Exercise requirements:
An exact copy of all the data below is needed.

Natural language region descriptions:

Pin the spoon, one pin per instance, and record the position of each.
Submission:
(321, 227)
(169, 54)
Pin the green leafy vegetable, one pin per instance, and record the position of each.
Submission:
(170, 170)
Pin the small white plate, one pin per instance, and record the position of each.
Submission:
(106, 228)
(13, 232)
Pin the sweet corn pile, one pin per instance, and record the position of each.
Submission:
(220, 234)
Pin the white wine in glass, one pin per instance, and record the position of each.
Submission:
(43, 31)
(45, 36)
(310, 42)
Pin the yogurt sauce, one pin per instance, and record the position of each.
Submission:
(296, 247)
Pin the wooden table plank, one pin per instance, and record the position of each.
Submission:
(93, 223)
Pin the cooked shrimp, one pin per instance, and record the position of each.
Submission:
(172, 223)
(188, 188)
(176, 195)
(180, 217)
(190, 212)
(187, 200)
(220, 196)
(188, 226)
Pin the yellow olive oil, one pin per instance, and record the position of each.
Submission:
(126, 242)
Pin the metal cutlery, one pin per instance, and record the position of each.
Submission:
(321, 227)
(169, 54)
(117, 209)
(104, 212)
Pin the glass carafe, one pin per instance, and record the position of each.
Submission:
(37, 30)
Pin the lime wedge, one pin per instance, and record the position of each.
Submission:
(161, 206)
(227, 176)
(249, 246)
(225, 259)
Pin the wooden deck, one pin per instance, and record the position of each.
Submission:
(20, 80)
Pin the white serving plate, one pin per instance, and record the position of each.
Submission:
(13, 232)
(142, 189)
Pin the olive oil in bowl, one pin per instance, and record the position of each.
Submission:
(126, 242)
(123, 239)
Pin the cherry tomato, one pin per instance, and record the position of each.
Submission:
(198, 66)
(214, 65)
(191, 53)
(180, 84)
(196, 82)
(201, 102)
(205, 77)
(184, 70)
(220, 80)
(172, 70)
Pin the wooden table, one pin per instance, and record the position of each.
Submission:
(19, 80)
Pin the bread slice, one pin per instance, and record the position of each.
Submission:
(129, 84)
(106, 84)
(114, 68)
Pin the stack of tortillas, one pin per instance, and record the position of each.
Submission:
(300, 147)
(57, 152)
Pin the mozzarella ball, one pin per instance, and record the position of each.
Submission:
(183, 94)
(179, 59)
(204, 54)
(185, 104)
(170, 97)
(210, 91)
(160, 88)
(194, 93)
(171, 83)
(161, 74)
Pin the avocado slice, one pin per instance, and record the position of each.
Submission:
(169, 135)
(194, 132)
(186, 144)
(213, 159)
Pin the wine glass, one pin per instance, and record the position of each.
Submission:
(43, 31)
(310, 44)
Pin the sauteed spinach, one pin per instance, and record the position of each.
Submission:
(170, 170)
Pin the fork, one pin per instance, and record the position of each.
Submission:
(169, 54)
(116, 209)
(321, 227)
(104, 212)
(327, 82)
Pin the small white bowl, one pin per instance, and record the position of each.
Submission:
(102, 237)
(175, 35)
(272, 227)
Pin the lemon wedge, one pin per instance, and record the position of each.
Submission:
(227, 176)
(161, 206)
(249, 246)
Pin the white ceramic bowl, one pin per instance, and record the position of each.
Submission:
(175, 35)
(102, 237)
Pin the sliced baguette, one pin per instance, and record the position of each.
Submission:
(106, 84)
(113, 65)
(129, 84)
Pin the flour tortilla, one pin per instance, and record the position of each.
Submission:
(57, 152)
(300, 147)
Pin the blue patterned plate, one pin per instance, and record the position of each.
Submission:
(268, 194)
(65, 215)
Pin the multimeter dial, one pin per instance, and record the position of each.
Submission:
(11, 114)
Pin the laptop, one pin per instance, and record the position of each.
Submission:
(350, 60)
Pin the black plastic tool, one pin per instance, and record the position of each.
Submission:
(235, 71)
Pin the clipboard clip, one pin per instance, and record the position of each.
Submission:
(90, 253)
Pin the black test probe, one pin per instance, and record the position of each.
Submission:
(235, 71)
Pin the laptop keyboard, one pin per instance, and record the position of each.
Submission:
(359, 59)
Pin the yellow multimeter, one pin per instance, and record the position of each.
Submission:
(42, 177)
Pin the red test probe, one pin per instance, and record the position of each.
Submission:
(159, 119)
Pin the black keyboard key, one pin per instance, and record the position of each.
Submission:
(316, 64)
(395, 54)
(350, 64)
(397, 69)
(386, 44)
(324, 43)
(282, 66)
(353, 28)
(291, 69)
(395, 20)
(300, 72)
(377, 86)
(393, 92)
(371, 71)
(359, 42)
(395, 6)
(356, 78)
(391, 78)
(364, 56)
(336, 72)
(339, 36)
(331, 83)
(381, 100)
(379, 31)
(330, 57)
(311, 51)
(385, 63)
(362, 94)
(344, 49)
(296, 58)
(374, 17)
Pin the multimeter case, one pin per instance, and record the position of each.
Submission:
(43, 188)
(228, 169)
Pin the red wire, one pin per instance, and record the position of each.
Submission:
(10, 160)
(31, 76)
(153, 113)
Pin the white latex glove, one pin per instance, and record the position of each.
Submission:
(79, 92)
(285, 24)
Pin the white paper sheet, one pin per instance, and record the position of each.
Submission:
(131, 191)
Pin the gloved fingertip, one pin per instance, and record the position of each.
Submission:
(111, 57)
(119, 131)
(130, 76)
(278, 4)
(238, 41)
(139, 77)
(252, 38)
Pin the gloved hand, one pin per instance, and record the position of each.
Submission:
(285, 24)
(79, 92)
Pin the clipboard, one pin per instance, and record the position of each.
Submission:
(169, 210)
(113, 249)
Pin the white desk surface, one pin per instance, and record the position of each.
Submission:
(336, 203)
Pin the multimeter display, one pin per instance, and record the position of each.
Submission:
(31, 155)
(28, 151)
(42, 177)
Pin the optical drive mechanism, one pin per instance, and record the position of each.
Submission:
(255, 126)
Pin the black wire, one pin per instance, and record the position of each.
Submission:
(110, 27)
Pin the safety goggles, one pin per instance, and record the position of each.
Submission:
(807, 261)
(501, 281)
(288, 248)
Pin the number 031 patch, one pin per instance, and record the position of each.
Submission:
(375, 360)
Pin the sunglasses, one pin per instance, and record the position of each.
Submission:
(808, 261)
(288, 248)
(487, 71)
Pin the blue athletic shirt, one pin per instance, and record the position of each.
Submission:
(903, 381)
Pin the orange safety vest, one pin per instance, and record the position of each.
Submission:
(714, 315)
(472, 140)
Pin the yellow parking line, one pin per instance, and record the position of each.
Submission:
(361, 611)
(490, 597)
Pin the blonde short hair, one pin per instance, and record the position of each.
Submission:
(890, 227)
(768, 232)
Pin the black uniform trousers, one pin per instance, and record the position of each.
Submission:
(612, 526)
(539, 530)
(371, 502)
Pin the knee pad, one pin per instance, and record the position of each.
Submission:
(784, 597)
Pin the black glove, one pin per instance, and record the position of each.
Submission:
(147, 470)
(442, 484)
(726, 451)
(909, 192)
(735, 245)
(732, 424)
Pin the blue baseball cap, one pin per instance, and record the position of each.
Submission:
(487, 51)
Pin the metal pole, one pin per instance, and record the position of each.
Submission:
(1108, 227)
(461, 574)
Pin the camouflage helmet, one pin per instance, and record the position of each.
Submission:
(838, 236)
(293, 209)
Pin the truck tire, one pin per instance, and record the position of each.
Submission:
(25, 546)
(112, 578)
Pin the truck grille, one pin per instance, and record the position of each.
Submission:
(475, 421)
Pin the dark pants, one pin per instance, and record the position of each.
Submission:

Answer box:
Pin the spoon, one pin per instance, and record the position of each.
Submission:
(321, 227)
(169, 54)
Pin the green leafy vegetable, one pin per instance, and record the position of each.
Submission:
(170, 170)
Pin the small white plate, one pin per instance, and record the position of each.
Submission:
(106, 228)
(13, 232)
Pin the sweet corn pile, one pin per instance, and record the position of each.
Submission:
(220, 234)
Pin the white wine in glass, one pin per instance, and record the position of each.
Submission:
(43, 31)
(45, 36)
(310, 42)
Pin the yogurt sauce, one pin per instance, and record the position of each.
Submission:
(296, 247)
Pin the wooden table plank, one pin per instance, and record the position of each.
Submission:
(93, 223)
Pin the cooked shrimp, one pin per instance, and record the position of each.
Submission:
(172, 223)
(188, 188)
(176, 195)
(180, 217)
(190, 212)
(187, 200)
(220, 196)
(188, 226)
Pin the yellow olive oil, one pin per instance, and record the position of each.
Submission:
(126, 242)
Pin the metal cutlery, one pin per instance, and record the position of each.
Submission:
(321, 227)
(169, 54)
(117, 209)
(104, 212)
Pin the glass carafe, one pin per instance, and record the position of each.
Submission:
(37, 30)
Pin the lime wedge, one pin per instance, and record the position of each.
Submission:
(161, 206)
(227, 176)
(249, 246)
(225, 259)
Pin the wooden deck, one pin per instance, and record the position of each.
Submission:
(20, 80)
Pin the white serving plate, one pin per instance, and record the position of each.
Submission:
(13, 232)
(142, 189)
Pin the olive oil in bowl, one pin per instance, and record the position of each.
Submission:
(126, 242)
(123, 239)
Pin the cherry tomato, one pin per instance, and record the position of each.
Submission:
(198, 66)
(214, 65)
(191, 53)
(180, 84)
(196, 82)
(201, 102)
(205, 77)
(184, 70)
(220, 80)
(172, 70)
Pin the wooden table, one pin per instance, and record the position of each.
Submission:
(19, 80)
Pin the bread slice, one pin per instance, and record the position of each.
Submission:
(129, 84)
(106, 84)
(114, 68)
Pin the stack of tortillas, one pin per instance, and record the position of each.
Submission:
(300, 147)
(57, 152)
Pin the mozzarella ball, one pin per instance, and record the position of each.
Submission:
(183, 94)
(179, 59)
(204, 54)
(185, 104)
(170, 97)
(210, 91)
(160, 88)
(194, 93)
(171, 83)
(161, 74)
Pin the avocado slice, one pin per instance, and record the position of each.
Submission:
(169, 135)
(194, 132)
(186, 144)
(213, 159)
Pin the wine glass, one pin per instance, and record the position of each.
Submission:
(43, 31)
(310, 44)
Pin the sauteed spinach, one pin per instance, and record the position of each.
Submission:
(170, 170)
Pin the fork, one pin per instance, and record the position of each.
Submission:
(169, 54)
(116, 209)
(321, 227)
(104, 212)
(327, 82)
Pin the small white bowl, one pin per instance, and record the position of each.
Submission:
(102, 237)
(175, 35)
(272, 227)
Pin the lemon wedge, one pin per instance, and record the position of each.
Submission:
(227, 176)
(161, 206)
(249, 246)
Pin the white ceramic bowl, one pin per instance, and record the position of each.
Submission:
(175, 35)
(102, 237)
Pin the sliced baguette, one pin per instance, and record the position of each.
Submission:
(106, 84)
(113, 65)
(129, 84)
Pin the flour tortilla, one pin per instance, and record the position of each.
Submission:
(57, 152)
(300, 147)
Pin the blue patterned plate, one pin per instance, and record the position of each.
Submission:
(268, 194)
(65, 215)
Pin the multimeter dial, one pin per instance, and record the position of each.
Submission:
(11, 114)
Pin the laptop, one pin per instance, and record the position of each.
Submission:
(350, 60)
Pin the black plastic tool, one pin per instance, and record the position of each.
Submission:
(235, 71)
Pin the clipboard clip, one pin per instance, and record the position of each.
Submission:
(90, 253)
Pin the black test probe, one pin per instance, and record the position of each.
Submission:
(235, 71)
Pin the laptop keyboard, one pin per instance, and record the position of each.
Submission:
(359, 59)
Pin the yellow multimeter, one pin per instance, and record the position of each.
Submission:
(42, 177)
Pin the red test probe, one pin per instance, and record the position of each.
Submission:
(159, 119)
Pin the black keyboard key, one pin per instance, and record the position of each.
Submission:
(316, 64)
(395, 54)
(350, 64)
(397, 69)
(386, 44)
(324, 43)
(282, 66)
(353, 28)
(291, 69)
(395, 20)
(300, 72)
(377, 86)
(393, 92)
(371, 71)
(359, 42)
(395, 6)
(356, 78)
(391, 78)
(364, 56)
(336, 72)
(339, 36)
(331, 83)
(381, 100)
(379, 31)
(330, 57)
(311, 51)
(385, 63)
(362, 94)
(344, 49)
(296, 58)
(374, 17)
Pin the multimeter case, one pin per instance, and record the position of each.
Submission:
(43, 188)
(228, 169)
Pin the red wire, one pin per instance, and record the position of each.
Submission:
(10, 160)
(31, 76)
(153, 113)
Pin the white latex glove, one pin per instance, and record the position of each.
Submission:
(79, 92)
(285, 24)
Pin the white paper sheet, one pin per instance, and record the position of each.
Submission:
(131, 191)
Pin the gloved fingertip, one pin per instance, and record the position of each.
Submission:
(111, 57)
(119, 131)
(130, 76)
(278, 4)
(238, 41)
(139, 77)
(252, 38)
Pin the gloved hand, one pin per instance, and record the position of each.
Submission:
(285, 24)
(79, 92)
Pin the clipboard, one pin per instance, and record the position of each.
Submission:
(169, 210)
(113, 249)
Pin the white desk surface, one pin per instance, and record the position of each.
Submission:
(336, 203)
Pin the multimeter display, one pin per instance, and record the position of each.
Submission:
(31, 155)
(28, 151)
(42, 177)
Pin the optical drive mechanism, one pin per instance, and record the position of each.
Submission:
(255, 126)
Pin the black wire, one pin per instance, and record the position of each.
Submission:
(110, 27)
Pin the safety goggles, one pin per instance, and record the position of each.
Submission:
(807, 261)
(501, 281)
(288, 248)
Pin the number 031 patch, one pin per instance, and record the position of each.
Submission:
(375, 360)
Pin the sunglasses, one pin per instance, and record the position of each.
Submission:
(808, 261)
(288, 248)
(487, 71)
Pin the blue athletic shirt, one pin per instance, and record the position of each.
Submission:
(903, 381)
Pin the orange safety vest, one pin per instance, and record the position of each.
Submission:
(714, 315)
(472, 140)
Pin the yellow parking line, one pin per instance, and record the position of each.
Submission:
(361, 611)
(490, 597)
Pin the blonde short hair, one pin per instance, and record the position of each.
Submission:
(890, 227)
(768, 232)
Pin the black uniform trousers, one pin per instance, and record the position of each.
Submission:
(612, 526)
(539, 530)
(371, 502)
Pin the knee pad, one pin per instance, and record the position of each.
Submission:
(784, 597)
Pin the black glove, one pin per instance, and record the position of each.
Submission:
(147, 470)
(442, 484)
(726, 451)
(909, 192)
(735, 245)
(732, 424)
Pin the blue baseball cap, one pin per instance, and record the position of each.
Submission:
(487, 51)
Pin the metal pole, one pin per instance, and record the position of each.
Submission:
(1108, 227)
(461, 574)
Pin the camouflage helmet, one pin per instance, and record the position of each.
Submission:
(838, 236)
(293, 209)
Pin the truck tire, one pin per instance, and record the position of each.
Submission:
(25, 546)
(112, 578)
Pin the truck grille, one pin per instance, and record the position of each.
Submission:
(475, 421)
Pin the dark pants, one pin per instance, and record the position of each.
Submission:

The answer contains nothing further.